** Brief **
Search the material for the string "chicken" and copy each line where it occurs.

BEGIN Records for the exercise

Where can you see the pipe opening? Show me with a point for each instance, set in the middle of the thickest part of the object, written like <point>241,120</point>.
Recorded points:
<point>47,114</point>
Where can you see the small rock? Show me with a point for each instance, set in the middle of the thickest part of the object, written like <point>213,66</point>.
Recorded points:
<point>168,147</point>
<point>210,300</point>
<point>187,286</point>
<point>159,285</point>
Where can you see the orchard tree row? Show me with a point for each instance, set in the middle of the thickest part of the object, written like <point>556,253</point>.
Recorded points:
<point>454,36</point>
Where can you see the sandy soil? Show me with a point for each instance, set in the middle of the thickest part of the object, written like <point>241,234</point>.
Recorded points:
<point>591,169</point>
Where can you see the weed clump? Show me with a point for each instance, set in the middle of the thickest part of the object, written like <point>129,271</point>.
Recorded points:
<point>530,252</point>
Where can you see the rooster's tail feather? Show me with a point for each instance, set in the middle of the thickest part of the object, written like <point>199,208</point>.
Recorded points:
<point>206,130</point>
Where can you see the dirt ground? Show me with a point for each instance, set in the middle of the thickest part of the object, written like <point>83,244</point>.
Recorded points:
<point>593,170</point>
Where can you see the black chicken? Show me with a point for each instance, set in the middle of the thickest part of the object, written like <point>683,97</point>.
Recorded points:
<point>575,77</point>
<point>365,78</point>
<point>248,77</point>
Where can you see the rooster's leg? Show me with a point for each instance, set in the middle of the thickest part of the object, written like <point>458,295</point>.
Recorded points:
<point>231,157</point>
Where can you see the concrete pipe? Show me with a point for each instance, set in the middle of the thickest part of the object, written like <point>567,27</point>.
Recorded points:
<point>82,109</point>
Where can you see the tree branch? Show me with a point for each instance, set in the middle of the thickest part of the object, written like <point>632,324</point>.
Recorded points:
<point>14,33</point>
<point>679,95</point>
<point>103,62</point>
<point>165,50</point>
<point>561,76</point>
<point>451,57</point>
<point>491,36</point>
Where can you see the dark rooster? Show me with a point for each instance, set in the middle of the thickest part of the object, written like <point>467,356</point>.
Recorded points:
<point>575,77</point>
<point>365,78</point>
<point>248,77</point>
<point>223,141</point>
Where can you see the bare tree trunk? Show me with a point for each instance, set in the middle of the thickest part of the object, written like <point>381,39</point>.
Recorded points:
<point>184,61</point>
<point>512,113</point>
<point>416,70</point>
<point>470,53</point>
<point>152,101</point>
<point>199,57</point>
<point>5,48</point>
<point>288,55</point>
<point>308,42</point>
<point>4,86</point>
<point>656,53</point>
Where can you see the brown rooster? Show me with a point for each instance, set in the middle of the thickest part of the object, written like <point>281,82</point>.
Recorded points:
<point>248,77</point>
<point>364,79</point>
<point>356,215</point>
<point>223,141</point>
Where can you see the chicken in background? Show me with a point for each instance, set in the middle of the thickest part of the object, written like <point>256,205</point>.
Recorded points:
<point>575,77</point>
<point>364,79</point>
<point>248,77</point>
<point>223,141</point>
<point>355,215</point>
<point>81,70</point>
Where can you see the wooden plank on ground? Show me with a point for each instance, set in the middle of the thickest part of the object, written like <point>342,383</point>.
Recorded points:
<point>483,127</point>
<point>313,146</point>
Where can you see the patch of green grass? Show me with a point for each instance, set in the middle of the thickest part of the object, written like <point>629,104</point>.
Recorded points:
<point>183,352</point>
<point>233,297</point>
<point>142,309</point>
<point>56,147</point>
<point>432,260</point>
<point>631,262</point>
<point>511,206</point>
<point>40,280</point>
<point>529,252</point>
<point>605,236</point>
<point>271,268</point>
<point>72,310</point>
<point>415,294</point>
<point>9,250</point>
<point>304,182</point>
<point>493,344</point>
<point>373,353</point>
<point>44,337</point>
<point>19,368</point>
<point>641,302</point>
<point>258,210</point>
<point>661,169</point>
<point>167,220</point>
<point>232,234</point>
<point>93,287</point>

END Records for the exercise

** The completed task **
Where can you see the black chicken? Show me with a point for each instance, set in the middle of the thickest part of the object, written like <point>683,97</point>.
Where can you see the chicken in background? Show me with a point for each instance, set in the middle of the thickest part of the object, written like <point>256,205</point>.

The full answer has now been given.